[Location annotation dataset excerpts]

┌────────

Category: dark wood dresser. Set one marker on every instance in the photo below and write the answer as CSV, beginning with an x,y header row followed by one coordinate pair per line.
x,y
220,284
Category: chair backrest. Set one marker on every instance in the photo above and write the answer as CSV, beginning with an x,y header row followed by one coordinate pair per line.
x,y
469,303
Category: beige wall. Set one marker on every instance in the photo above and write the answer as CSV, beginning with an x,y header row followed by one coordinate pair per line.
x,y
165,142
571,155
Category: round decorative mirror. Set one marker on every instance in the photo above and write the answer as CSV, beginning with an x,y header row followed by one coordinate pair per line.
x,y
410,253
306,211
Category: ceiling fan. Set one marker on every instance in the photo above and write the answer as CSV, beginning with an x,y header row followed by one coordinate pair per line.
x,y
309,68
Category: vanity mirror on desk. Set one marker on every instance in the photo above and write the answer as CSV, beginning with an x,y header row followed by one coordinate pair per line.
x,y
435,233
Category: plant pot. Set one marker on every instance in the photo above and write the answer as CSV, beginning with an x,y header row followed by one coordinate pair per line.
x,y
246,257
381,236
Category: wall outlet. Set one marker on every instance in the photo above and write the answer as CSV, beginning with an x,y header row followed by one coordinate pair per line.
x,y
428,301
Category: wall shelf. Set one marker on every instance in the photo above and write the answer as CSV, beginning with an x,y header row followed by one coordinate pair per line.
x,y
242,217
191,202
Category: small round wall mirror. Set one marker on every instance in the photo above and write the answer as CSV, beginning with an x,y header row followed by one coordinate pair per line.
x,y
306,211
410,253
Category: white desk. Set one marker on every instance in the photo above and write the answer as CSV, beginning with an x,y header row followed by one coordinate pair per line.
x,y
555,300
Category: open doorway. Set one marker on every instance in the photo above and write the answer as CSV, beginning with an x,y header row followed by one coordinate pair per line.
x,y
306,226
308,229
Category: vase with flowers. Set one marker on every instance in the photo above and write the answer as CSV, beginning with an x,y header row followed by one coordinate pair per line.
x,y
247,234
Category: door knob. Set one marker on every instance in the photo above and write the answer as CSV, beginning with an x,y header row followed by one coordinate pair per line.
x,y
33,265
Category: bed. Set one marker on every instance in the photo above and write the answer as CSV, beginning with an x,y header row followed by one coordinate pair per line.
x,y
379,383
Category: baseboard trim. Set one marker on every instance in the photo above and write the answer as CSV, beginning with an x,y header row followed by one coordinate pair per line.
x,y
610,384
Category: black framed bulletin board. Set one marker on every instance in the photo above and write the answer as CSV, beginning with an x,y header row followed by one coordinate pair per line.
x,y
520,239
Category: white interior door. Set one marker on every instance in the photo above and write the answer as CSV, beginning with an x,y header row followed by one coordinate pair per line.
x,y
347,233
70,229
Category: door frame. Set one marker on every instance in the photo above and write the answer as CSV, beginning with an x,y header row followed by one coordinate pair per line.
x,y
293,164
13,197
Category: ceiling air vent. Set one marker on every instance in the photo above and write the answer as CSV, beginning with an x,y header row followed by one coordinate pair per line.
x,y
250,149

└────────

Stated problem –
Rewrite the lines above as a Markdown table with the columns Row and Line, leaving out blank lines. Begin at the line that contains "Category: door frame." and continue through the end of the lines.

Completed task –
| Row | Line |
|---|---|
| 1 | Category: door frame. Set one marker on every instance in the photo above and write the answer as CSV, beginning with an x,y header row followed by one coordinate pair per line. |
| 2 | x,y |
| 3 | 293,164 |
| 4 | 13,197 |
| 5 | Category: ceiling air vent. Set one marker on every instance in the photo above and write the answer as CSV, beginning with an x,y header row followed by one coordinate pair per line. |
| 6 | x,y |
| 7 | 250,149 |